* Begin DATA SUPPLIED *
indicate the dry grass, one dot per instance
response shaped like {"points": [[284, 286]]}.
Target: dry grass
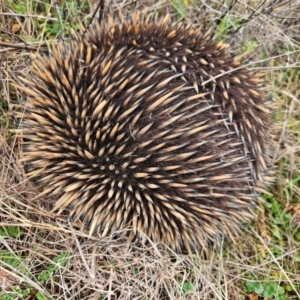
{"points": [[32, 240]]}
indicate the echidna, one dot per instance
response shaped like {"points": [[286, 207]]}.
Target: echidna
{"points": [[151, 126]]}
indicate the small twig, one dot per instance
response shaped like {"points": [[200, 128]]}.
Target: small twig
{"points": [[246, 65], [100, 6], [80, 251], [21, 46], [27, 16]]}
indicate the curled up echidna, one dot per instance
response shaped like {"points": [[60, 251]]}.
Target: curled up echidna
{"points": [[147, 128]]}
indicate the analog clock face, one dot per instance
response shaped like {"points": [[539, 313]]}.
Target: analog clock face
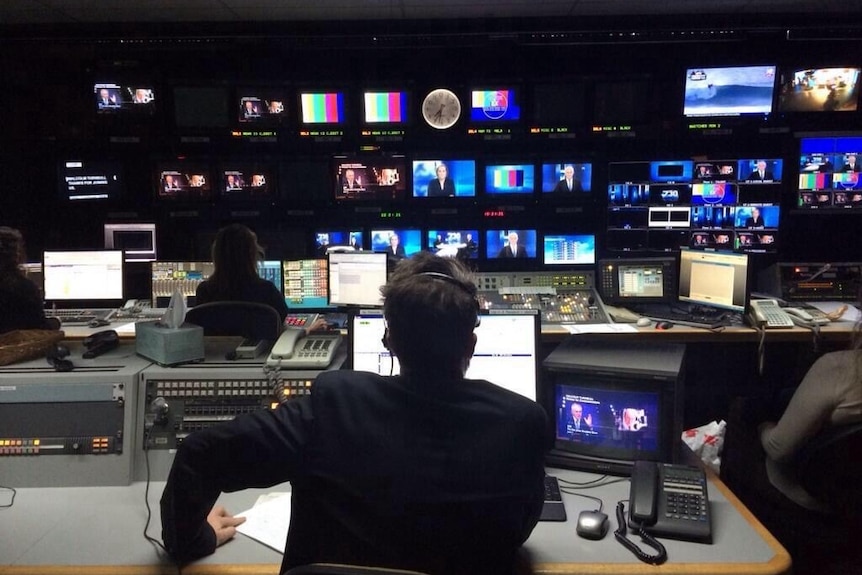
{"points": [[441, 108]]}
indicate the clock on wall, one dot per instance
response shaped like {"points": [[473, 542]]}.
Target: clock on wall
{"points": [[441, 108]]}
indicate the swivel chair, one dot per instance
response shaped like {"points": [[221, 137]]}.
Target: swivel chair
{"points": [[342, 569], [250, 320]]}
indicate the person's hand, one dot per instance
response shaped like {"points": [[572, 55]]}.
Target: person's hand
{"points": [[224, 524]]}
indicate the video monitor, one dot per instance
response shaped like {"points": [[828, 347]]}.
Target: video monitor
{"points": [[569, 249], [495, 105], [444, 178], [386, 107], [247, 182], [671, 171], [168, 277], [378, 178], [90, 279], [397, 244], [201, 107], [510, 243], [306, 284], [183, 182], [729, 91], [261, 106], [714, 279], [137, 240], [86, 180], [503, 179], [322, 108], [117, 99], [355, 278], [716, 193], [507, 349], [454, 243], [759, 170], [328, 241], [819, 90], [567, 178]]}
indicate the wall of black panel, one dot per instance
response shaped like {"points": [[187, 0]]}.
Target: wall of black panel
{"points": [[626, 78]]}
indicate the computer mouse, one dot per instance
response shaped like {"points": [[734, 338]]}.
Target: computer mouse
{"points": [[592, 524]]}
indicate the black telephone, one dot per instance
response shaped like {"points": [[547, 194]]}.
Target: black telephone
{"points": [[670, 500]]}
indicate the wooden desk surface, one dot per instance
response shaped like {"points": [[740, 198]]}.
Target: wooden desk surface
{"points": [[98, 531]]}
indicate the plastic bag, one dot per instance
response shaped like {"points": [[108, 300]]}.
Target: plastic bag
{"points": [[707, 441]]}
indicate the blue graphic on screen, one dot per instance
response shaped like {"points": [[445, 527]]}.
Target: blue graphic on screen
{"points": [[497, 242], [713, 193], [494, 106], [671, 171], [759, 169], [461, 173], [554, 177], [453, 243], [757, 216], [608, 417], [573, 249], [410, 239], [509, 179], [730, 91]]}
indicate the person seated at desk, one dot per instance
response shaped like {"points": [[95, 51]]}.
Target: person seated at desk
{"points": [[20, 301], [425, 470], [235, 253]]}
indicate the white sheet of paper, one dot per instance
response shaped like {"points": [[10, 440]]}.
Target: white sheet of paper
{"points": [[268, 520]]}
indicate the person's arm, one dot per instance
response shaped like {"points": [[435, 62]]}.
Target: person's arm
{"points": [[808, 411], [259, 449]]}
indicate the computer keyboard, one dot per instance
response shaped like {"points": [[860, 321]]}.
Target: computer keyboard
{"points": [[553, 508]]}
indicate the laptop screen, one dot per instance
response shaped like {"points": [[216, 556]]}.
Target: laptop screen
{"points": [[506, 353]]}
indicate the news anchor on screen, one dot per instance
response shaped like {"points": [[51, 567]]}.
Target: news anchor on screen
{"points": [[513, 249], [442, 185], [568, 183]]}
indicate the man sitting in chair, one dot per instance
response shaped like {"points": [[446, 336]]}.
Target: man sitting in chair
{"points": [[425, 471]]}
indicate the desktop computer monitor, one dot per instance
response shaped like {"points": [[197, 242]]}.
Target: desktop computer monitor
{"points": [[507, 349], [355, 278], [86, 279], [714, 279]]}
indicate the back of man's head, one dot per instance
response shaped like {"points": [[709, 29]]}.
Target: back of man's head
{"points": [[431, 312]]}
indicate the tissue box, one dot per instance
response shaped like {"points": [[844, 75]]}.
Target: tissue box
{"points": [[168, 346]]}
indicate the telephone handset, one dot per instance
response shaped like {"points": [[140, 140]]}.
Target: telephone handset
{"points": [[295, 349], [670, 500], [768, 314]]}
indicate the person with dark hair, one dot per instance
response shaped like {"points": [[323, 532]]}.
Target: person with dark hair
{"points": [[235, 254], [426, 470], [21, 305]]}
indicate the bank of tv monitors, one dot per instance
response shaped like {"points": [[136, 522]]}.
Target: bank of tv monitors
{"points": [[454, 243], [247, 182], [829, 173], [819, 90], [721, 204], [385, 107], [183, 182], [495, 105], [118, 99], [510, 243], [261, 106], [729, 91], [378, 178], [458, 177], [556, 178], [503, 179], [90, 181]]}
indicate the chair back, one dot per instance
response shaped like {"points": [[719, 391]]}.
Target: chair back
{"points": [[237, 318], [829, 468]]}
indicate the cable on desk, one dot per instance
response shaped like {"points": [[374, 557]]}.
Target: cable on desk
{"points": [[12, 500]]}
* End DATA SUPPLIED *
- **WORK REQUIRED**: Generate a word-for-word copy of the preceding records, excluding all pictures.

- **SOLUTION FOR THIS TASK**:
indicate the dry grass, one dot per instance
response shaped like {"points": [[284, 286]]}.
Target: dry grass
{"points": [[32, 240]]}
indicate the echidna, one dot per instance
response shaped like {"points": [[286, 207]]}.
Target: echidna
{"points": [[151, 126]]}
indicate the small twig, one dot per instance
response shaped like {"points": [[200, 128]]}.
Target: small twig
{"points": [[246, 65], [100, 6], [80, 251], [21, 46], [27, 16]]}
indicate the curled up echidna, one dot per instance
response shaped like {"points": [[60, 251]]}.
Target: curled up echidna
{"points": [[147, 128]]}
indicate the analog clock face, one dot per instance
response shaped like {"points": [[539, 313]]}.
Target: analog clock face
{"points": [[441, 108]]}
indicate the clock on wall, one dot per instance
response shaped like {"points": [[473, 542]]}.
Target: clock on wall
{"points": [[441, 108]]}
indicate the swivel chair, one dot per instance
response shaped like {"points": [[221, 137]]}.
Target: swivel chair
{"points": [[342, 569], [250, 320]]}
indicate the person's hand, one dot per instance
response shaped like {"points": [[572, 55]]}.
Target: person's hand
{"points": [[224, 524]]}
indicate the video monitor, one dot per instance
response shaped like {"points": [[828, 347]]}.
Target: video monitor
{"points": [[569, 249], [495, 105], [444, 178], [386, 107], [247, 182], [671, 171], [168, 277], [378, 178], [90, 279], [397, 244], [201, 107], [510, 243], [306, 284], [183, 182], [729, 91], [261, 106], [714, 279], [137, 240], [86, 180], [503, 179], [322, 108], [117, 99], [355, 278], [716, 193], [507, 349], [454, 243], [759, 170], [328, 241], [819, 90], [567, 178]]}
indicate the wall of black panel, one dot per instance
response shaped like {"points": [[187, 0]]}.
Target: wall of black panel
{"points": [[626, 78]]}
indicate the computer mouse, one dot per instance
response shaped like {"points": [[734, 338]]}.
Target: computer mouse
{"points": [[592, 524]]}
indicate the black telephone, one dot per instance
response shaped like {"points": [[547, 194]]}.
Target: black telephone
{"points": [[670, 500]]}
indicate the wooden desk surface, one dot per instance
response shaped like {"points": [[740, 198]]}.
Target: wooden desk surface
{"points": [[98, 531]]}
indicate the plastic bag, one dot per instance
response shaped like {"points": [[108, 300]]}.
Target: plastic bag
{"points": [[707, 441]]}
indicate the blue graphic on screen, one dot per instance
response shaped like {"points": [[445, 527]]}.
Target: blue graphic on screen
{"points": [[497, 242], [713, 193], [494, 106], [671, 171], [759, 169], [461, 173], [554, 177], [453, 243], [757, 216], [608, 417], [573, 249], [410, 239], [509, 179], [730, 91]]}
indicate the person seated at desk, one dot per instance
response shaped like {"points": [[95, 51]]}.
Target: person seated at desk
{"points": [[20, 301], [425, 470], [235, 253]]}
indicate the white sheet of paper, one dot per instance
response shaped like {"points": [[10, 440]]}.
Target: white sheet of paper
{"points": [[268, 520]]}
indicate the person's arm, one dot per instance
response shaped like {"points": [[435, 62]]}.
Target: person's arm
{"points": [[808, 411], [259, 449]]}
indicate the computer keyboard, one dot per instance
response shaped like {"points": [[860, 321]]}.
Target: computer keyboard
{"points": [[553, 508]]}
indicate the laptop screen, one dot per instance
response shaped like {"points": [[216, 556]]}.
Target: laptop screen
{"points": [[506, 353]]}
indicate the news anchor on screen, one dot per instance
response shaped like {"points": [[51, 567]]}.
Target: news anchor on screen
{"points": [[513, 249], [442, 185], [568, 183]]}
indicate the man sitting in chair, one dot per instance
response shaped like {"points": [[446, 336]]}.
Target: man sitting in chair
{"points": [[425, 471]]}
indicate the desktop computer monitor, one dot per instance
response shaped like {"points": [[197, 242]]}.
Target: desktop computer monitor
{"points": [[507, 349], [355, 278], [86, 279], [714, 279]]}
indicate the back of man's head, one dot per instance
response shaped like {"points": [[709, 29]]}.
Target: back of man's head
{"points": [[431, 312]]}
indicate the tissue box, one dot per instance
response shaped like {"points": [[844, 75]]}.
Target: tissue box
{"points": [[168, 346]]}
indicate the telephone handset, one dot per instance
response shaped like {"points": [[140, 140]]}.
Target: telephone handset
{"points": [[295, 349], [670, 500], [768, 314]]}
indicate the person with dark hair, one dot per instance
response shaped like {"points": [[323, 532]]}.
Target: person with dark hair
{"points": [[235, 254], [426, 470], [21, 305]]}
indicate the bank of tv monitors, one dot per instance
response shaped like {"points": [[136, 522]]}.
Target: bank of tv monitors
{"points": [[454, 243], [247, 182], [829, 173], [819, 90], [721, 204], [385, 107], [183, 182], [495, 105], [118, 99], [510, 243], [261, 106], [729, 91], [378, 178], [458, 177], [556, 178], [503, 179], [90, 181]]}
indicate the chair back, one dot per instance
response shaped like {"points": [[719, 391]]}.
Target: chair back
{"points": [[237, 318], [829, 468]]}
indicate the cable on desk, one dot per instance
response shaped like {"points": [[374, 557]]}.
Target: cable on desk
{"points": [[12, 500]]}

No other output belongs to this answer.